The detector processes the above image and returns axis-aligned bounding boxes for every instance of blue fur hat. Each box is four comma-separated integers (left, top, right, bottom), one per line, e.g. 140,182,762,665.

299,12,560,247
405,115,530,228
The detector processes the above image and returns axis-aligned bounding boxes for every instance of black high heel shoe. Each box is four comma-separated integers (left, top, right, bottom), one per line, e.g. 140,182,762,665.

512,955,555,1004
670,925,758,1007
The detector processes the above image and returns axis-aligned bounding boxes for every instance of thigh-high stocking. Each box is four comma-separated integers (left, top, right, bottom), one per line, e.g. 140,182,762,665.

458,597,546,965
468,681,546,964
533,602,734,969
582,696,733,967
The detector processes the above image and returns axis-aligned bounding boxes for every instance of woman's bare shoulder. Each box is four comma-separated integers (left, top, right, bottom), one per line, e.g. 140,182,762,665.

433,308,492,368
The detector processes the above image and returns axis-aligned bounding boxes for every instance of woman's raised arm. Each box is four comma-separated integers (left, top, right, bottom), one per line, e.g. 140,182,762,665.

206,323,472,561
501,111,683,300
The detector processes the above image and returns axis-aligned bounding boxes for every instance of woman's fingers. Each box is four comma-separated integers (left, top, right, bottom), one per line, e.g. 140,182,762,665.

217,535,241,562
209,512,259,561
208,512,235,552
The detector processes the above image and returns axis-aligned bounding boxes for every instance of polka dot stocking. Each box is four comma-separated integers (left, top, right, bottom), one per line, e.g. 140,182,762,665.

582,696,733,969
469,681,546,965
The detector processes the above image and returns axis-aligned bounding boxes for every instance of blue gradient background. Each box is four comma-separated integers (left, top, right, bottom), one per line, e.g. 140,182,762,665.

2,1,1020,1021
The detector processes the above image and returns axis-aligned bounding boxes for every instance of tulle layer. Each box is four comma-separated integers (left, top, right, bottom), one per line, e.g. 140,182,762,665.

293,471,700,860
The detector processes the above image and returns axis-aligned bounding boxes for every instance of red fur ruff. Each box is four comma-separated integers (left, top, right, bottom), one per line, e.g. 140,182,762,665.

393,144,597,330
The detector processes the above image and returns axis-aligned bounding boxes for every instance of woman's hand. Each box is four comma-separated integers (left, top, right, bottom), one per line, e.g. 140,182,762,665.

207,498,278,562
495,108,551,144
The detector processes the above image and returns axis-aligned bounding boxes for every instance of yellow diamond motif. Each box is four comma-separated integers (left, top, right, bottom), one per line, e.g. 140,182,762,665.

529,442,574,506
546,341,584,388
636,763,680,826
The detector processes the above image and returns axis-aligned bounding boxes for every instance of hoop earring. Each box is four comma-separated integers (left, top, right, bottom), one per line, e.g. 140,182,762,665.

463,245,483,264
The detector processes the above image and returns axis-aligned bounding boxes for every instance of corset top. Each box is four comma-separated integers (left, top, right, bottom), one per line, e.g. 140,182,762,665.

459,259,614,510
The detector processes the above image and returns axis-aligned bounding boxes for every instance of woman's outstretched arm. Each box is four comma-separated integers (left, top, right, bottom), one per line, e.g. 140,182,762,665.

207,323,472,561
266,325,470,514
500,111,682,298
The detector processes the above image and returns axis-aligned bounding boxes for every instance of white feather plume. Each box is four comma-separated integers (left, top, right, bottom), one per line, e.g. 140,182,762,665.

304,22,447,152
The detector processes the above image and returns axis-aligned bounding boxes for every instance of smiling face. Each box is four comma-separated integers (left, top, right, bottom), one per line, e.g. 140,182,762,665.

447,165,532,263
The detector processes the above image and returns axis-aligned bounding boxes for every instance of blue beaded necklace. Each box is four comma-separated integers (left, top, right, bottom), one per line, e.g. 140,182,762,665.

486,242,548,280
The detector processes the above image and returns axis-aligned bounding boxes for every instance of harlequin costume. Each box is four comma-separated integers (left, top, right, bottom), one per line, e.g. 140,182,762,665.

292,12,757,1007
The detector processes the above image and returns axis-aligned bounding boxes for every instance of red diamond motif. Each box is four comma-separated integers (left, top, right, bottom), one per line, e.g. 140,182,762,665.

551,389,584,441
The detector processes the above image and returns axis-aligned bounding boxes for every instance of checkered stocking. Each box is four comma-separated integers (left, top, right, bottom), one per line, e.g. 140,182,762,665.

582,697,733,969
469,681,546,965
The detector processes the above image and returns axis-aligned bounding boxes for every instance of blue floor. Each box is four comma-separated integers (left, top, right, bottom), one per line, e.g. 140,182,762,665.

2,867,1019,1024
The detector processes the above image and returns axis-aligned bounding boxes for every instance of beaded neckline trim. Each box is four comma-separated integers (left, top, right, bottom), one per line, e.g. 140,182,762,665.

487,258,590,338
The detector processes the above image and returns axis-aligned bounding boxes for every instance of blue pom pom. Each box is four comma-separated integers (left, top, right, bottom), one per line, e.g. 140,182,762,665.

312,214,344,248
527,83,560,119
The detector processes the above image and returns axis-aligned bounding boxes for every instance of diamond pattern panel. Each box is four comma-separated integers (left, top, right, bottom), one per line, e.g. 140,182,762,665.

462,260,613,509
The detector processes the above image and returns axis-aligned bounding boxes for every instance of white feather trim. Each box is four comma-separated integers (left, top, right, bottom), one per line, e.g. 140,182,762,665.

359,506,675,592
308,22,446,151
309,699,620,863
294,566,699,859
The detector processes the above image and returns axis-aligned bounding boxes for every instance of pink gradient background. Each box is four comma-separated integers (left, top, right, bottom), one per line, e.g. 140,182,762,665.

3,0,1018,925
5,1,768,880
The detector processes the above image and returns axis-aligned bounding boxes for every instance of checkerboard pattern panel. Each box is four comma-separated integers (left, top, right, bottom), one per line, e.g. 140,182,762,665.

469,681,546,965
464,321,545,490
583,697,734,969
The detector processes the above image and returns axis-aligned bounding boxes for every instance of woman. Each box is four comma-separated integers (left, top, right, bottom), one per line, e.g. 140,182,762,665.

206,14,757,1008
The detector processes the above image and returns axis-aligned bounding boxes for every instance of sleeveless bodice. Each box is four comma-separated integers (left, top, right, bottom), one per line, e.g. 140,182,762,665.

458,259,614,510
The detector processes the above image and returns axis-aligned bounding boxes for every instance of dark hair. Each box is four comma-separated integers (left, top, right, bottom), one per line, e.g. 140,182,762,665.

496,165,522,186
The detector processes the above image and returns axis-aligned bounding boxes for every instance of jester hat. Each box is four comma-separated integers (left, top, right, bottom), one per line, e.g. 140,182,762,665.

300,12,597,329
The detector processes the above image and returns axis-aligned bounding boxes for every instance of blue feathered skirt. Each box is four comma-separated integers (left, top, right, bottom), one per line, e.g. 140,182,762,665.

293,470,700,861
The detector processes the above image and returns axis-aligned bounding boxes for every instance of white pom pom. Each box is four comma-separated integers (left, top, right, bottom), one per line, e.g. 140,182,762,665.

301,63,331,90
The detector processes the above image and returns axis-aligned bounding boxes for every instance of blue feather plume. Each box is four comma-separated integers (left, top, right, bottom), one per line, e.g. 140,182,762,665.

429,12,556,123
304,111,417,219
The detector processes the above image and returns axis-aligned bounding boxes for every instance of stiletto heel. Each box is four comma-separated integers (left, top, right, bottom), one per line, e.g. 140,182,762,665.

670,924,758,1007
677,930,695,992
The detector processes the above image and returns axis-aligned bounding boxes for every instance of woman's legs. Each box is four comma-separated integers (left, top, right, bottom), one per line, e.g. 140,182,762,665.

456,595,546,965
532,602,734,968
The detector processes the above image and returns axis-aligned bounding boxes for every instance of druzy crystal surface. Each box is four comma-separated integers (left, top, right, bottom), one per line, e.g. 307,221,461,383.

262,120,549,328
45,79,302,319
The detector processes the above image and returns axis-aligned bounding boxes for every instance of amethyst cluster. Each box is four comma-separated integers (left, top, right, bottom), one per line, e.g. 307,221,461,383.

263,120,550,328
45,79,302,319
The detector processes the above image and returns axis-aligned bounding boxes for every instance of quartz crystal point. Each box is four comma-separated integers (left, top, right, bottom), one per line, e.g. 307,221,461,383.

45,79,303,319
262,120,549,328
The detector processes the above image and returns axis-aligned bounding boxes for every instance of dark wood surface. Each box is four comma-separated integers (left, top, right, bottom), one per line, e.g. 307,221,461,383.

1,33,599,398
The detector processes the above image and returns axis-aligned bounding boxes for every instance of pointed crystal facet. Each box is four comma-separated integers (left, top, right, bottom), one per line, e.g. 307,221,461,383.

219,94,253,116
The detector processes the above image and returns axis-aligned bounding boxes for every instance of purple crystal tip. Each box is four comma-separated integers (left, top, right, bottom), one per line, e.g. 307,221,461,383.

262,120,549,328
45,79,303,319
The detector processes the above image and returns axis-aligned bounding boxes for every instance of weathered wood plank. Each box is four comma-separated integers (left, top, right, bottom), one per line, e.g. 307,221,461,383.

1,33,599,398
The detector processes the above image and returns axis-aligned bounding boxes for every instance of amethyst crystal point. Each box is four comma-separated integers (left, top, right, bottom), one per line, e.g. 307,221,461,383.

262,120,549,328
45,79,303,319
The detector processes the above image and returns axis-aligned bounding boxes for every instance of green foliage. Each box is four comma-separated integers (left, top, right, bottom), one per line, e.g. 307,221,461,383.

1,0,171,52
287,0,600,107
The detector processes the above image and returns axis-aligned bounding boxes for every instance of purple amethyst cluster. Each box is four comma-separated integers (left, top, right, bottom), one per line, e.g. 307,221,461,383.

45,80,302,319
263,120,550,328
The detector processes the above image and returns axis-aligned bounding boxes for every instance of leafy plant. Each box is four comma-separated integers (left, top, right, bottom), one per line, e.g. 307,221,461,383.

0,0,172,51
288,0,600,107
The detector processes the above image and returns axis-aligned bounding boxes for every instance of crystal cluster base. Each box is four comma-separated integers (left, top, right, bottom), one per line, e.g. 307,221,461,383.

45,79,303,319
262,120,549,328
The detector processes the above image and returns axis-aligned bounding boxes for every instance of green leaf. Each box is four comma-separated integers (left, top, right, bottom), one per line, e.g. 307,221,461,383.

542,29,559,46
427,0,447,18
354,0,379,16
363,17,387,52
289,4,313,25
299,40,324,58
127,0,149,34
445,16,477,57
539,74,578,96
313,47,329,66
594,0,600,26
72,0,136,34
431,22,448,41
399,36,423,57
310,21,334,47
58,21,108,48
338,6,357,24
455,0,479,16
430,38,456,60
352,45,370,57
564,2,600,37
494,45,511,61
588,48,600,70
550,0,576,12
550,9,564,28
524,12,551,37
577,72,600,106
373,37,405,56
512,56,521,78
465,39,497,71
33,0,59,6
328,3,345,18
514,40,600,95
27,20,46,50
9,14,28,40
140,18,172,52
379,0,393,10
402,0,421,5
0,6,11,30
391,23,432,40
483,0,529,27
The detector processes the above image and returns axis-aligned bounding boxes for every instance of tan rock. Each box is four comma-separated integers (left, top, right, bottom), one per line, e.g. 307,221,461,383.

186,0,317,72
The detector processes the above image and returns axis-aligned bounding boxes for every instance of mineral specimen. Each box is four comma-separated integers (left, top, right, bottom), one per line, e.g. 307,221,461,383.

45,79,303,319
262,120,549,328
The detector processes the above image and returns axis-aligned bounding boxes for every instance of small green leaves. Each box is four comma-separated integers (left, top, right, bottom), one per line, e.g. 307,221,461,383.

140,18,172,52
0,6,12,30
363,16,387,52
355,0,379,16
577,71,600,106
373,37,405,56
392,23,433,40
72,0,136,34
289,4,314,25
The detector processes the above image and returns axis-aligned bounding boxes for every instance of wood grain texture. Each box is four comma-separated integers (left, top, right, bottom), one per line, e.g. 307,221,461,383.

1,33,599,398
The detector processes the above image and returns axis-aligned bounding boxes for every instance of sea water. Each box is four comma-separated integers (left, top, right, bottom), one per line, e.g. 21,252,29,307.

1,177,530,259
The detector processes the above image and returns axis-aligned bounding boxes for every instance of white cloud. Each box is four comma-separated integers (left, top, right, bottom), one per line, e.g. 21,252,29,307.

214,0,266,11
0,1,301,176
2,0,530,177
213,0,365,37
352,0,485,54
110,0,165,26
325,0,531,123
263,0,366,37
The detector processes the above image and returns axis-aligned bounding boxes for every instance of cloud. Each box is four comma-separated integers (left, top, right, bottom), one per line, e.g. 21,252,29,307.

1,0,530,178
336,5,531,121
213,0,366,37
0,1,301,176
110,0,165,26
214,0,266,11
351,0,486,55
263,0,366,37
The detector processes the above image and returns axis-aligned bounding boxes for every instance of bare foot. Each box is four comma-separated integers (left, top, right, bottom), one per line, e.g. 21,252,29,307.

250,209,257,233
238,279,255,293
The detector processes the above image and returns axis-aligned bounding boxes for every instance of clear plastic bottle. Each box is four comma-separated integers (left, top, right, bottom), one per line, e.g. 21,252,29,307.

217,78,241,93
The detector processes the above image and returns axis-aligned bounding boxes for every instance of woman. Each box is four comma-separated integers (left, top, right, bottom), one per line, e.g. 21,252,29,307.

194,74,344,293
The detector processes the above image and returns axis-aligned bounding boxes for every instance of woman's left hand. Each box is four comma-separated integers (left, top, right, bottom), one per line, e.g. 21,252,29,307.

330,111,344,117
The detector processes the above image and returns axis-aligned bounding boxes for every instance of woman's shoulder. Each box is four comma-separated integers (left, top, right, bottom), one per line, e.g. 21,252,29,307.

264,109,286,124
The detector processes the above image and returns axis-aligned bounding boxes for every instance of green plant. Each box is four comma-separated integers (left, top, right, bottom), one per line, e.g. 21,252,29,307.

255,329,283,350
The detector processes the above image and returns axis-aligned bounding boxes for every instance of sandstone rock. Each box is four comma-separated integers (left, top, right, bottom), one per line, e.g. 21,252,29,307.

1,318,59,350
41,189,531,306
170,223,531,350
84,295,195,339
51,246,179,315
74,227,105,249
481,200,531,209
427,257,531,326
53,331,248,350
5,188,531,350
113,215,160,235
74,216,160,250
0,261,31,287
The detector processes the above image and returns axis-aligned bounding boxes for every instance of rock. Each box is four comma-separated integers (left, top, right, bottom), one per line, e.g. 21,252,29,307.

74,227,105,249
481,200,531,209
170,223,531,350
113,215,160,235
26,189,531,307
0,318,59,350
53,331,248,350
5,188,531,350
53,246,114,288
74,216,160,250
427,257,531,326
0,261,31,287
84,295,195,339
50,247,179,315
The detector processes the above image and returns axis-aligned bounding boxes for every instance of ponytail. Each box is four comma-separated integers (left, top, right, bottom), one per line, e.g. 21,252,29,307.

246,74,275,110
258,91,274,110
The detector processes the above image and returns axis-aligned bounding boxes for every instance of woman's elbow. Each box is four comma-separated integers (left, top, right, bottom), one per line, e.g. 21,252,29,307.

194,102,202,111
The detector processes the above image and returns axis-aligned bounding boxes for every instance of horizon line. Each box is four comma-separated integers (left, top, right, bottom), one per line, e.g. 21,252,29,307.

* * * *

What is needed ▸ Print the lines of the material, exactly and only, from the line that contains "instance of ponytail." down to and including the final line.

Response area ▸
The detector processes the above image and returns axis-aligned bounding boxes for every instance of ponytail. Each box is four comma-separated integers (left, top, right, bottom), one per line, e.g. 21,252,29,307.

246,74,275,110
258,91,274,110
The detector processes the above image and returns axis-aligned bounding boxes for every instance of woman's elbow. Each box is four comma-separated integers (left, top, right, bottom), one per line, e.g. 21,252,29,307.

194,102,202,111
The detector processes the above image and returns axis-aligned bounding boxes for every instance of horizon line. Each box is four comma-separated integers (left, top, right, bottom), one per line, e.g. 21,252,29,307.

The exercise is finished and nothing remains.